● What you are asked to do
Copy the rows below word for word, starting at the line that contains "of the garden" and continuing through the final row.

** Begin Records for this exercise **

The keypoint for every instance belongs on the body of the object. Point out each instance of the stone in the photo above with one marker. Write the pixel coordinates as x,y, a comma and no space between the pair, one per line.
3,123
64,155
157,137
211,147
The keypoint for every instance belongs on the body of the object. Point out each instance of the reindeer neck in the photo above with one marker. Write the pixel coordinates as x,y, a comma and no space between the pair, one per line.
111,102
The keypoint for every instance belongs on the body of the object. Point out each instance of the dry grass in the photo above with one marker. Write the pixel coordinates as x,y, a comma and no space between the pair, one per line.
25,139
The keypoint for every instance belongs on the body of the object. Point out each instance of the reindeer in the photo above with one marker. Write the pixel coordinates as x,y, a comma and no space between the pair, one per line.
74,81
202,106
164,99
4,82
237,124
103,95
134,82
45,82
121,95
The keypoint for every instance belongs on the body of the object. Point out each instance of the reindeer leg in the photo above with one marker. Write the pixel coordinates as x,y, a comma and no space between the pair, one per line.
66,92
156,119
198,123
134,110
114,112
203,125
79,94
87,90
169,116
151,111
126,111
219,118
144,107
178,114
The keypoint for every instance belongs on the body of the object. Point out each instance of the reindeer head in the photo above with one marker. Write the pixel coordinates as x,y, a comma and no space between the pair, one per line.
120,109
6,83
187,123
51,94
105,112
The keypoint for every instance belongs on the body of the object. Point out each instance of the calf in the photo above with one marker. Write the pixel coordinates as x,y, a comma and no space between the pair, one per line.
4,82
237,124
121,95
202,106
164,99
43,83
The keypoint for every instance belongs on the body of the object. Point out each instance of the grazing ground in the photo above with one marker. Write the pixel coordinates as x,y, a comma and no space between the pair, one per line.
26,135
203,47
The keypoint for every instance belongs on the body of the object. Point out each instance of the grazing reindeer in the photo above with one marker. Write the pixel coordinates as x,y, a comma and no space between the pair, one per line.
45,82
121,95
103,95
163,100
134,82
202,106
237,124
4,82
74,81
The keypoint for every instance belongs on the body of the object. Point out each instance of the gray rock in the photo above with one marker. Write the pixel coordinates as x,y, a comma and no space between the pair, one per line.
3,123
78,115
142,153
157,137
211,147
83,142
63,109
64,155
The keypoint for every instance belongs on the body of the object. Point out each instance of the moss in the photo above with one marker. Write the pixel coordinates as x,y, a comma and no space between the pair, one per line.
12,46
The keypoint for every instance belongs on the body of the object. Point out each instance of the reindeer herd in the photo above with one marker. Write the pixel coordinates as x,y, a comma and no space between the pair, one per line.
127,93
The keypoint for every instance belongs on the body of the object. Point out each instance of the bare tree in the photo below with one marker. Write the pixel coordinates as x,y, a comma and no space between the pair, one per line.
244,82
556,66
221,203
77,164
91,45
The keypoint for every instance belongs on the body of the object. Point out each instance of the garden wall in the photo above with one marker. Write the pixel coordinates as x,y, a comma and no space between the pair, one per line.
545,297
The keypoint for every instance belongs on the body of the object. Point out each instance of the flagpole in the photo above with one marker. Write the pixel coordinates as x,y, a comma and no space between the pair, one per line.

** End Records for this exercise **

● Full solution
The keypoint for every instance belongs on the body of the object. Point out each instance of the garden wall in the photo above with one marker. Write the pixel coordinates as x,y, a comma and no space between the pair, one per line.
545,297
The keypoint for every instance belongs on the body of the object. Point out each instance of the flagpole in the photo above with one marker. Write the pixel coordinates as x,y, a comma and no space between the pair, one per line.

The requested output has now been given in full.